---------- Material shown

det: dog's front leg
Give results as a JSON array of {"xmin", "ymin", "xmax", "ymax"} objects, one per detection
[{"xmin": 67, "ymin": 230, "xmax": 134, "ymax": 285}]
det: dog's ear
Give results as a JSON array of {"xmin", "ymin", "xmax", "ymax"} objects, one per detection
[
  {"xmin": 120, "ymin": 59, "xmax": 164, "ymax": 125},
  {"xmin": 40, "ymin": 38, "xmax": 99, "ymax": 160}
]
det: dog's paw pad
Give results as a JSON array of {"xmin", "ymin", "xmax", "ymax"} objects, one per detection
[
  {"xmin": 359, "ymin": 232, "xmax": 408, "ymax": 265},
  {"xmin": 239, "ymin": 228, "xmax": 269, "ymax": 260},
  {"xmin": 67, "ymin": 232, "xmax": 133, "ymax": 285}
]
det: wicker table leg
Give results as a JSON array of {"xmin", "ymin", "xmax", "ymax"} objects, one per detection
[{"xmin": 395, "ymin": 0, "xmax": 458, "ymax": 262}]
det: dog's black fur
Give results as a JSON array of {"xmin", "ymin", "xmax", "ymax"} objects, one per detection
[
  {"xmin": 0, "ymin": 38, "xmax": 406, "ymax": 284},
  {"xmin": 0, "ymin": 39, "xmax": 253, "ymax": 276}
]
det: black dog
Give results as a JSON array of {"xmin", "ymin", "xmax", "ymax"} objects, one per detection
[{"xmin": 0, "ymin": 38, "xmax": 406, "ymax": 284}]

--------------------

Copy out all of the records above, substituting "detect:" for each occurrence of "det:" and changing nothing else.

Answer for this exercise:
detect: dog's front leg
Give results as a JSON array of {"xmin", "ymin", "xmax", "ymax"} objects, one per detection
[{"xmin": 67, "ymin": 230, "xmax": 134, "ymax": 285}]
detect: dog's ear
Give results as a JSON array of {"xmin", "ymin", "xmax", "ymax"} objects, one per detection
[
  {"xmin": 120, "ymin": 59, "xmax": 164, "ymax": 125},
  {"xmin": 40, "ymin": 38, "xmax": 99, "ymax": 160}
]
detect: dog's paw pad
Give results as a JSON array of {"xmin", "ymin", "xmax", "ymax"} objects, one per detection
[
  {"xmin": 359, "ymin": 232, "xmax": 408, "ymax": 265},
  {"xmin": 239, "ymin": 228, "xmax": 269, "ymax": 260},
  {"xmin": 67, "ymin": 232, "xmax": 133, "ymax": 285}
]
detect: wicker table leg
Give results as a JSON array of {"xmin", "ymin", "xmax", "ymax"} objects, one per detection
[{"xmin": 395, "ymin": 0, "xmax": 458, "ymax": 262}]
detect: dog's black fur
Give results as a JSON array of {"xmin", "ymin", "xmax", "ymax"} objects, one per detection
[
  {"xmin": 0, "ymin": 38, "xmax": 406, "ymax": 284},
  {"xmin": 0, "ymin": 39, "xmax": 253, "ymax": 276}
]
detect: black dog
Give results as a JSON array of {"xmin", "ymin", "xmax", "ymax"} objects, one per detection
[{"xmin": 0, "ymin": 38, "xmax": 406, "ymax": 284}]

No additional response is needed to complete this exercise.